**What is needed**
Can you format every line of the records below as a numbered list, skipping any blank lines and leaving the pictures out?

**Record excerpts**
BEGIN

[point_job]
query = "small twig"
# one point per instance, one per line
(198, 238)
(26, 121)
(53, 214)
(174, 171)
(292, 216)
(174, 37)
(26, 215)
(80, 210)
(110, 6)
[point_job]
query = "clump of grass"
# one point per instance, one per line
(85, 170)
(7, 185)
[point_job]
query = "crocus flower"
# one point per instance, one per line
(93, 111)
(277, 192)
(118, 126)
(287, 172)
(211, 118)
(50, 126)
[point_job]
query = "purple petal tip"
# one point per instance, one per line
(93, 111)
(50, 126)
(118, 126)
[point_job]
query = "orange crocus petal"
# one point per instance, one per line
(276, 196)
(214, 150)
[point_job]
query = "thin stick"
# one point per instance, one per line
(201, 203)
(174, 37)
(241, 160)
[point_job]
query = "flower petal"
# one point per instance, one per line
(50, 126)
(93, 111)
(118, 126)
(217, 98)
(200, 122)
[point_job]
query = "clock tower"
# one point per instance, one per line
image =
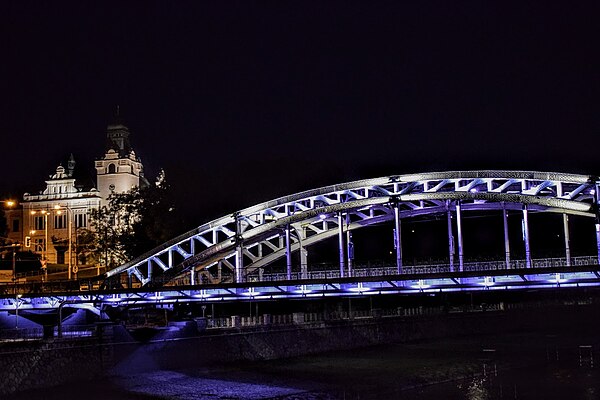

END

**The answer**
1. [point_job]
2. query = "small twig"
3. # one point per instance, one per line
4. (198, 238)
5. (26, 121)
6. (53, 214)
7. (174, 171)
8. (292, 216)
9. (174, 37)
10. (26, 215)
11. (80, 210)
12. (110, 6)
13. [point_job]
14. query = "clump of grass"
15. # one point per instance, one per line
16. (85, 170)
17. (7, 185)
18. [point_job]
19. query = "crocus flower"
20. # one point per instance, one per line
21. (93, 111)
22. (277, 192)
23. (118, 126)
24. (287, 172)
25. (211, 118)
26. (50, 126)
27. [point_job]
28. query = "purple petal tip"
29. # one point per instance, one per line
30. (93, 111)
31. (50, 126)
32. (118, 126)
33. [point_job]
34. query = "orange crocus petal"
35. # one point per instance, one per line
36. (276, 196)
37. (214, 150)
38. [point_job]
39. query = "thin stick"
40. # one point per instance, one per line
41. (201, 203)
42. (174, 37)
43. (241, 160)
44. [point_job]
45. query = "flower petal"
46. # one point per instance, one per line
47. (50, 126)
48. (93, 111)
49. (118, 126)
50. (217, 98)
51. (200, 122)
52. [point_job]
53. query = "clock tower"
54. # one point per instance, one per line
55. image =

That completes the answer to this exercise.